» **Aim of the exercise**
Please output the forum discussion about Lifter Puller below word for word, in full.

I question whether it IS like people liking the sopranos - typically it seems as if there's a much greater degree of identification with the world made by music. or at least, it happens more often. maybe that's not happening here - I can't tell from the way people praise the band.
if it's just some kind of narrative/dramatic deal (say like cathartic crime drama) - well, the reason I'm making these posts is that I just don't like the tone of the band's fans. crazy superfandom is fine, but there's something about 'criminally ignored', that kind of thing, that riles me. so I want to hear more about what it is I suspect could be a critical blind spot - a plenty good reason that people could just not want to hear lifter puller, despite whatever rhythmic etc etc or dramatic yadda yadda. (put the short way: 'storytelling', big deal - what if you don't care about what the stories are about?)
I certainly sympathize with not being able to write about what you love most - but I find it interesting how little lifter puller fans seem to talk about what the songs are about. (I also recognize how the style of the lyrics might make this hard.) but then what does john talk about in his lptj review? a drug song. hmm.
I'm talking about what's evoked, in the background, called upon, leaned on, gestured at, whatever. 'seedy underbelly' set to music.
― Josh (Josh), Saturday, 28 June 2003 23:56 (twenty years ago) link
― M Matos (M Matos), Saturday, 28 June 2003 23:58 (twenty years ago) link
― Josh (Josh), Sunday, 29 June 2003 00:00 (twenty years ago) link
― James Blount (James Blount), Sunday, 29 June 2003 00:02 (twenty years ago) link
― M Matos (M Matos), Sunday, 29 June 2003 00:09 (twenty years ago) link
I realize that I am eerily like ned here insofar as I get tired of him hating on superfans elsewhere.
― Josh (Josh), Sunday, 29 June 2003 00:09 (twenty years ago) link
fair enough. I think the sopranos comparison is pretty good but quite inexact, because as much as I extol Finn's narrative sense he's also not writing straight-line stories a lot of the time--re: the reoccurring lines/phrases thing I mention above, he'll often revisit certain settings and situations and tweak them a little. you can basically play the songs in any order and they'll make sense as a microcosm rather than a straight-up narrative. it's more like an altman movie.

» **Entries supplied**
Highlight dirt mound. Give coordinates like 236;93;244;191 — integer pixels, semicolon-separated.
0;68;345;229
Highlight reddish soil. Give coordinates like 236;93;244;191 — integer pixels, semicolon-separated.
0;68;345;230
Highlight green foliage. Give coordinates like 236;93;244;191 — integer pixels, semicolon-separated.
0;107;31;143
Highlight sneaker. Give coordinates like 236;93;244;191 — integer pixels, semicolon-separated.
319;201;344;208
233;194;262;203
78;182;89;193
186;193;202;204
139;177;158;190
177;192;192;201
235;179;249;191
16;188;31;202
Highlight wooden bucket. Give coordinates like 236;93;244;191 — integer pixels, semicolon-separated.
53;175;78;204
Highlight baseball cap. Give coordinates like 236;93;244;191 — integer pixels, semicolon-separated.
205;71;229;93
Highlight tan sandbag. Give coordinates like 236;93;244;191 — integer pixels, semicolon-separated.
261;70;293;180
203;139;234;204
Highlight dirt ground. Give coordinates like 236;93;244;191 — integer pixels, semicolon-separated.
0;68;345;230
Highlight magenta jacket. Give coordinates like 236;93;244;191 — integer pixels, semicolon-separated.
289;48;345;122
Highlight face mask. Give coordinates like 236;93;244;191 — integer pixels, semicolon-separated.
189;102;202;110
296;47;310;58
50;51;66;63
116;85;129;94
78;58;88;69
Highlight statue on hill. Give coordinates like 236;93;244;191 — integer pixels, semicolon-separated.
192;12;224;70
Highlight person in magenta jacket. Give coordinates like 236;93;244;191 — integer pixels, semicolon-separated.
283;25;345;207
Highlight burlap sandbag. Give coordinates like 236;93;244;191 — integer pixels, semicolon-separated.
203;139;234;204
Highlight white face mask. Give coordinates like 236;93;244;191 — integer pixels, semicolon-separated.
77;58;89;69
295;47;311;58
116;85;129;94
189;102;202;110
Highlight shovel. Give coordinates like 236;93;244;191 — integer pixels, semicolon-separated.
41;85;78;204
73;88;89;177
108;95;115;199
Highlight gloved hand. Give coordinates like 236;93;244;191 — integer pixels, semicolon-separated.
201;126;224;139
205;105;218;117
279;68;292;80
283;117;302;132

* * *

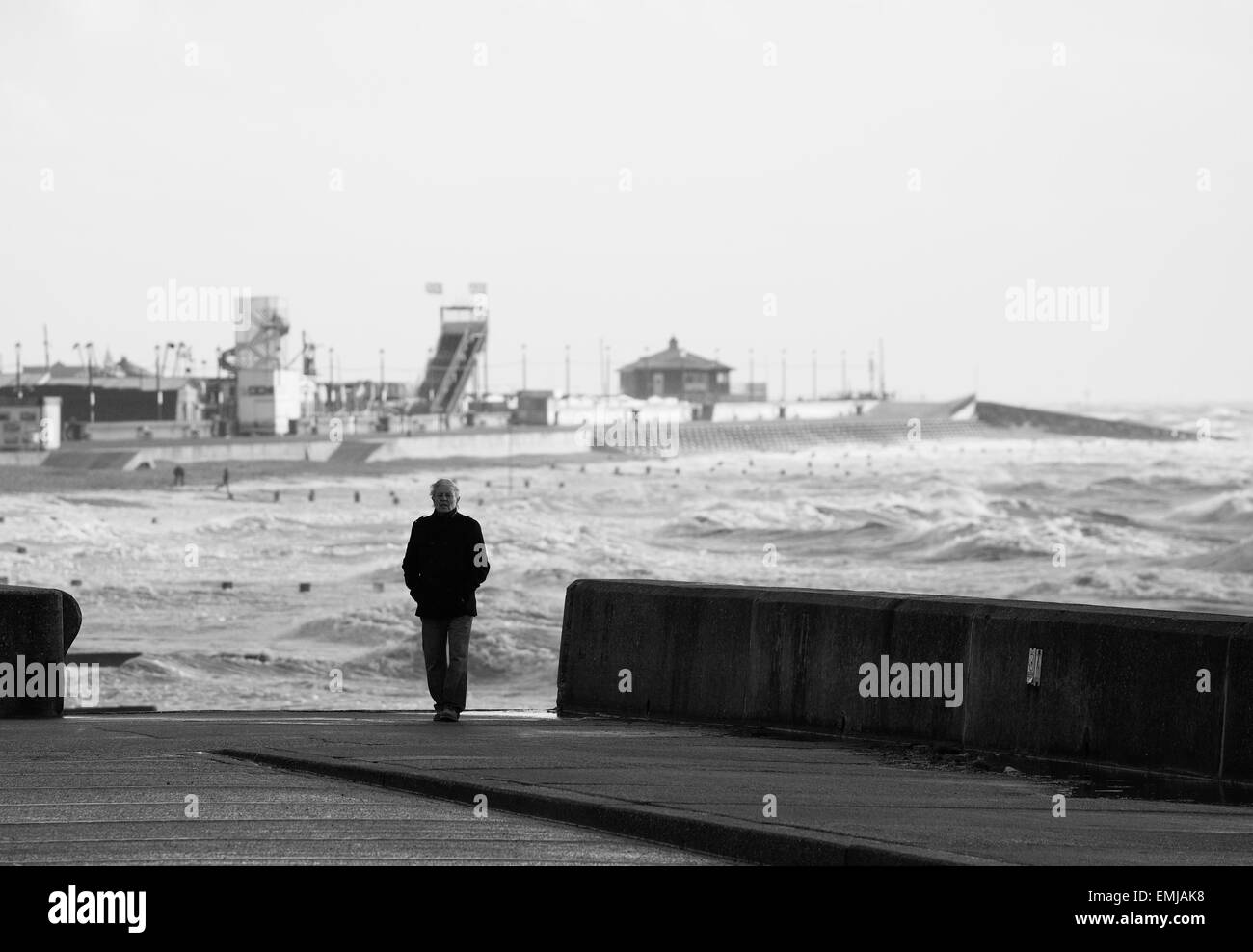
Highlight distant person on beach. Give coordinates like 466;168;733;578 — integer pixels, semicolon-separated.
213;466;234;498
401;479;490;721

* * *

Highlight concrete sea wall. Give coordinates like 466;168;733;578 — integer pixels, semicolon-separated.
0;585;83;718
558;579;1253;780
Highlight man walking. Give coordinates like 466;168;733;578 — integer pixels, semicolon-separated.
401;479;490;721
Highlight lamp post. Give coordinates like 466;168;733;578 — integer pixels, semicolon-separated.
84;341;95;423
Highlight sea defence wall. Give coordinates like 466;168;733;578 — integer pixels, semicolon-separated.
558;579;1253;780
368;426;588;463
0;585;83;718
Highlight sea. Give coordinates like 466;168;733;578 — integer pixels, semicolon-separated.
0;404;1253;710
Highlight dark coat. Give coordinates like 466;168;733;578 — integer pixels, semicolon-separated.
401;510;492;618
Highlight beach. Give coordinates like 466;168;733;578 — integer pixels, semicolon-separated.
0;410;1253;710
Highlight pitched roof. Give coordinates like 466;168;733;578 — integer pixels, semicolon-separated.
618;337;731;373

» **Answer to this task**
I question whether it IS like people liking the sopranos - typically it seems as if there's a much greater degree of identification with the world made by music. or at least, it happens more often. maybe that's not happening here - I can't tell from the way people praise the band.
if it's just some kind of narrative/dramatic deal (say like cathartic crime drama) - well, the reason I'm making these posts is that I just don't like the tone of the band's fans. crazy superfandom is fine, but there's something about 'criminally ignored', that kind of thing, that riles me. so I want to hear more about what it is I suspect could be a critical blind spot - a plenty good reason that people could just not want to hear lifter puller, despite whatever rhythmic etc etc or dramatic yadda yadda. (put the short way: 'storytelling', big deal - what if you don't care about what the stories are about?)
I certainly sympathize with not being able to write about what you love most - but I find it interesting how little lifter puller fans seem to talk about what the songs are about. (I also recognize how the style of the lyrics might make this hard.) but then what does john talk about in his lptj review? a drug song. hmm.
I'm talking about what's evoked, in the background, called upon, leaned on, gestured at, whatever. 'seedy underbelly' set to music.
― Josh (Josh), Saturday, 28 June 2003 23:56 (twenty years ago) link
― M Matos (M Matos), Saturday, 28 June 2003 23:58 (twenty years ago) link
― Josh (Josh), Sunday, 29 June 2003 00:00 (twenty years ago) link
― James Blount (James Blount), Sunday, 29 June 2003 00:02 (twenty years ago) link
― M Matos (M Matos), Sunday, 29 June 2003 00:09 (twenty years ago) link
I realize that I am eerily like ned here insofar as I get tired of him hating on superfans elsewhere.
― Josh (Josh), Sunday, 29 June 2003 00:09 (twenty years ago) link
fair enough. I think the sopranos comparison is pretty good but quite inexact, because as much as I extol Finn's narrative sense he's also not writing straight-line stories a lot of the time--re: the reoccurring lines/phrases thing I mention above, he'll often revisit certain settings and situations and tweak them a little. you can basically play the songs in any order and they'll make sense as a microcosm rather than a straight-up narrative. it's more like an altman movie.